*Dataset entries*.
>>>
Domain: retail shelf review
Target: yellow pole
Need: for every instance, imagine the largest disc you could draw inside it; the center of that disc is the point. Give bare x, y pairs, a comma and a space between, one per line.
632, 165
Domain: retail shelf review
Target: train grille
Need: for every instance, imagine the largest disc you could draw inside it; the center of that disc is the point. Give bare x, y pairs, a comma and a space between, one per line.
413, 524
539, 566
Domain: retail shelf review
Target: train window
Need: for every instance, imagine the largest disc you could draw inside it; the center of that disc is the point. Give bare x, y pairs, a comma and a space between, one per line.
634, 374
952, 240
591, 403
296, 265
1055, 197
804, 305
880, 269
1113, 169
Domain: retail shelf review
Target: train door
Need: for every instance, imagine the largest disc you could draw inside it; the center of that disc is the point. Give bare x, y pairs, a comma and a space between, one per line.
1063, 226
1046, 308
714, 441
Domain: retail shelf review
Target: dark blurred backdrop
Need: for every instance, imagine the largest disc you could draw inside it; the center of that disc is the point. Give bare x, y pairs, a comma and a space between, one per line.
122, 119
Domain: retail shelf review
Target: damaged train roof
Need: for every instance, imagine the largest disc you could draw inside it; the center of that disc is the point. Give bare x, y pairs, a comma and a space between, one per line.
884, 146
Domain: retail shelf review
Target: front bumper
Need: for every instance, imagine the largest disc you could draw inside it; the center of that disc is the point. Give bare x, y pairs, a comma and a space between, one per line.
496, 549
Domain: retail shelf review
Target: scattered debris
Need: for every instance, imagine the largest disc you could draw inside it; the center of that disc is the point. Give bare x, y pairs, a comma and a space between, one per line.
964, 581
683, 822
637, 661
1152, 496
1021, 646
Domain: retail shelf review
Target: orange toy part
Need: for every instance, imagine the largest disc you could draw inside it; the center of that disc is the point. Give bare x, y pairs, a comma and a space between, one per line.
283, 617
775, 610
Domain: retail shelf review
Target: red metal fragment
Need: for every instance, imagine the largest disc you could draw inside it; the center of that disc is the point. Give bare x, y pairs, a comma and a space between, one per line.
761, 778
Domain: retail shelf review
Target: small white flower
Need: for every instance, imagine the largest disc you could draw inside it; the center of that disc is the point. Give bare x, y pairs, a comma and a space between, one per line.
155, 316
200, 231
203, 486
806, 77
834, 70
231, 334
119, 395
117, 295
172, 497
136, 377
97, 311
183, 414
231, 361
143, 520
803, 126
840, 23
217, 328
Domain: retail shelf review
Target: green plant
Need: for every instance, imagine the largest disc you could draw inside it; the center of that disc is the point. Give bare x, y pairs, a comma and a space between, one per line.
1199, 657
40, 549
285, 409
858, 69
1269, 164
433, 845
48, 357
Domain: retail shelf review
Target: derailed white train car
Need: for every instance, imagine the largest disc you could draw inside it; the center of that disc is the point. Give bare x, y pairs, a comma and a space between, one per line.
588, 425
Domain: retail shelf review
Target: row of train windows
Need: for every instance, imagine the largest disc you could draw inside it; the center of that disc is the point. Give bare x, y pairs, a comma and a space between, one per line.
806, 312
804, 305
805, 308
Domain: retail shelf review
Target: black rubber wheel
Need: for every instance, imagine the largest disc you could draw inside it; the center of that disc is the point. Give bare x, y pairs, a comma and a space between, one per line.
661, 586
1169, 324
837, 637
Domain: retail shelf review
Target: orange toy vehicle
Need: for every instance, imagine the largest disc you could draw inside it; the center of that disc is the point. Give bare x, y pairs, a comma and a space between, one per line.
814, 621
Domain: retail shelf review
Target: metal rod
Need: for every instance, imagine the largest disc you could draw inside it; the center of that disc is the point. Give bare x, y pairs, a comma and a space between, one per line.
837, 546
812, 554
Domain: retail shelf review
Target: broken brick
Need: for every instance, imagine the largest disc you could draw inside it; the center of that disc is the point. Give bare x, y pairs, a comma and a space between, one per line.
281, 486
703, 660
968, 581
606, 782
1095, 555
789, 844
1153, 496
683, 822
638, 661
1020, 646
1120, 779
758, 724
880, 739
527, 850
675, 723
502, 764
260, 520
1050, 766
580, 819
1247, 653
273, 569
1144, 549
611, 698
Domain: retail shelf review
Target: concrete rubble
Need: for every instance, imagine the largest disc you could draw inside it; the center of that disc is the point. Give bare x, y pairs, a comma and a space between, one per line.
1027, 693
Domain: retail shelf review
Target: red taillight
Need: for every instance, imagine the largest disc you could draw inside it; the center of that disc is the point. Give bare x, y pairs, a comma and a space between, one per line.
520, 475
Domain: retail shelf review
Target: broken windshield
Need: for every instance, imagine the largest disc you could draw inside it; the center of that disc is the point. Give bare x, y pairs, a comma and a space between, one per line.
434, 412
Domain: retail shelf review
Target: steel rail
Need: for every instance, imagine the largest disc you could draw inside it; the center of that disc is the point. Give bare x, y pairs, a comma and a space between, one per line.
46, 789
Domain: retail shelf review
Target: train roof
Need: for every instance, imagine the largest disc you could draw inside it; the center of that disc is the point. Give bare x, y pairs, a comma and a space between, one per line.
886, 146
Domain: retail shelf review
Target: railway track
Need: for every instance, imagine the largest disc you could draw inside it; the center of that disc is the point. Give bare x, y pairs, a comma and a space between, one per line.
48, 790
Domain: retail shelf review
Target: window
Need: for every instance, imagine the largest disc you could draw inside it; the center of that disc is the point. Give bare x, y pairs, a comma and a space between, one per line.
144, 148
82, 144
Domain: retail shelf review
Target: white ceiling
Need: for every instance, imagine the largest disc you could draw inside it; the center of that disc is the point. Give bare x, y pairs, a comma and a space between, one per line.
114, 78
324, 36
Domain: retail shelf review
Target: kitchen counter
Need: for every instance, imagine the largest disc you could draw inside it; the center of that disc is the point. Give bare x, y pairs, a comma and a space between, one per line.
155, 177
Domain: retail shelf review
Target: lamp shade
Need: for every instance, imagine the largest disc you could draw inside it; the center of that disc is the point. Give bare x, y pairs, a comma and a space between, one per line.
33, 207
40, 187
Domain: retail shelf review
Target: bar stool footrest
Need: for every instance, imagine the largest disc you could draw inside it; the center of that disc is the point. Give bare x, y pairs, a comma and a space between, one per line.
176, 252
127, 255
<<<
*Work request*. Return the data exactly, every line included.

*Solution for this exercise*.
Domain: retail shelf review
Target: yellow pole
Need: for every instance, imagine the largest disc you could draw inside it; the center of that disc is the point. Give bare x, y pairs, a comma and a space between, one per line.
632, 165
Domain: retail shelf review
Target: train grille
Need: for every instance, imagine the largest disc you could draw inside it; the center of that disc is the point. Give bare x, y pairs, a comma and a space between, one per line.
413, 524
539, 566
Domain: retail shelf review
Target: train window
Need: for every instance, imagine the largest disc you could draw inside it; the center of that disc is the point. Give bare x, y pairs, a comma and a space between, one per line.
634, 374
952, 240
591, 403
296, 265
1055, 197
804, 305
880, 269
1113, 169
Domain: retail shelf review
Target: train door
Need: for every instance, imagine the largest disc you could draw inside it; the center of that disc is the point. Give bare x, y pairs, a comma and a space between, one per line.
1063, 226
1046, 308
714, 441
Domain: retail shelf review
Target: dark blurred backdrop
Need: for every instance, imagine the largest disc you could draw inside it; the center of that disc is the point. Give bare x, y pairs, a comma and a space between, one per line.
122, 119
Domain: retail shelf review
Target: damaged train roof
Need: for every instance, imagine the largest disc you could draw inside it; the center of that disc is the point. Give bare x, y pairs, a comma and a space between, one per line.
884, 146
Domain: retail shelf review
Target: front bumper
Need: for every instance, imagine the largest disc you could draw inside it; the center of that disc is the point. Give bare x, y pairs, a comma and a space between, one per line.
496, 549
Domain: retail shelf review
Target: scattered debris
Need: for every instance, imagine the largest disc you could draw inside it; the center of that disc is the point. Give bare x, y pairs, a comma and a space between, one per line.
964, 581
683, 822
637, 661
1152, 496
1021, 646
Domain: retail shelf review
Target: orange toy part
Need: for every instance, imagine the largest disc you could draw inside it; the center of that disc is the point. Give bare x, y pairs, a comma and a space between, one per line.
283, 617
775, 610
Domain: retail shelf review
Target: red metal fragment
Need: for every instance, imagine the largest disc you could draw inside it; the center of that disc is the point. Give bare x, y pairs, a comma and a space between, one per line.
761, 778
Domain: retail shelf review
Target: small white flower
Need: for every instance, imagine the largest disc you could draw inside it; the center of that disc is the point. Give bare x, y pairs, a comma and a space between, one per line.
155, 316
200, 231
203, 486
806, 77
834, 70
231, 334
119, 395
117, 295
172, 497
136, 377
97, 311
183, 414
231, 361
143, 520
803, 126
840, 23
217, 328
Domain: retail shelf review
Target: green plant
Need: for every instance, imagine the largest disc you could draw inside it; the center of that disc is the point. Give bare x, y pairs, a comma and a space between, one per line.
1199, 657
40, 549
285, 409
858, 69
1269, 164
433, 845
48, 357
Domain: retail shelf review
Target: derailed white train car
Need: for every instance, imagine the largest disc you could draw inside it; the center of that disc is the point. Give bare x, y pairs, a comma and a space between, one per line.
588, 425
Domain: retail shelf review
Target: row of train windows
Need: for every instance, imagine the largest disc you could draw inside it; the center of that disc is the point. Give bare x, y pairs, a comma and a space between, one per line.
806, 312
804, 305
805, 308
Domain: retail shelf review
Target: black rubber wheel
Need: for every instance, imagine the largest disc you could draw inside it; the center of that disc is the point. Give bare x, y pairs, a comma and a space between, one per line.
661, 586
1169, 324
837, 637
Domain: retail shelf review
Target: orange toy vehicle
Need: for every instance, imagine the largest disc you could draw inside it; the center of that disc is the point. Give bare x, y pairs, a comma and a space between, one per line.
814, 621
Domain: retail shelf review
Target: metal rod
Need: for every instance, imagine the largest disc you could draw inside it; the center of that disc is the point. Give bare x, y pairs, a comma and a space between, one per line.
837, 546
812, 554
Domain: retail shelf review
Target: broken brick
Need: for every instance, imagine the largest disc you could draw inside it; the center of that disc is the point. Give bare x, y pairs, a comma and a space between, one per line.
281, 486
703, 660
968, 581
606, 782
1095, 555
789, 844
1153, 496
683, 822
638, 661
1020, 646
1120, 779
758, 724
880, 739
527, 850
675, 723
502, 764
260, 520
1050, 766
580, 819
1247, 653
273, 569
1144, 549
611, 698
Domain: retail shelf review
Target: concrete rubble
Need: for every instance, imagine the largest disc you could draw inside it; the center of that disc is the point. Give bare x, y pairs, a comma and a space between, one per line.
1027, 693
Domain: retail shelf review
Target: red taillight
Need: for every instance, imagine the largest disc you could draw inside it; the center of that disc is the point. Give bare x, y pairs, a comma and a space between, one per line.
520, 475
Domain: retail shelf review
Target: broken windshield
Need: for every instance, imagine the largest disc you could draw inside it; the center of that disc is the point. Give bare x, y pairs, a comma and a space between, one per line.
434, 412
Domain: retail shelf review
Target: steel rail
Need: for every instance, imagine the largest disc you could draw inside it; the center of that disc is the point. Give bare x, y pairs, a comma and a space between, one per line.
46, 789
Domain: retail shelf review
Target: train roof
Need: for every instance, imagine the largest disc you could draw inside it; the center of that disc is the point. Give bare x, y pairs, a comma and a space between, one per line.
886, 146
Domain: retail shelf review
Target: railway track
Need: for every instance, imagine the largest disc you could draw inside it; the center of that disc is the point. Give bare x, y pairs, a comma and a space between, one per line.
48, 790
Domain: retail shelf review
Target: window
Need: for every instance, imagine the largest disc you could draw inside it; the center of that disc is the point. Give bare x, y pairs, a comma and a space between, one per line.
144, 148
82, 144
Domain: retail shelf review
Target: white ceiling
Need: for every instance, imagine the largest disc you could draw inside it; the center of that disc is the point. Give bare x, y pairs, a comma and a space between, one per line.
114, 78
324, 36
Domain: retail shelf review
Target: kitchen counter
Need: for every instance, imagine the largest disc you could draw inside it; the center of that disc is the point. Give bare x, y pairs, a comma and a space between, one per line.
155, 177
Domain: retail shelf review
Target: lamp shade
Need: for every instance, imagine the largest disc you could draw inside it; the center of that disc is the point. Give bare x, y pairs, a comma and a space between, one per line.
33, 207
40, 187
Domain: retail shelf review
Target: bar stool footrest
Need: for every instance, imagine the largest disc you could draw inside it; the center of that disc is the point. Give bare x, y pairs, a comma and a space between, one per line.
176, 252
127, 255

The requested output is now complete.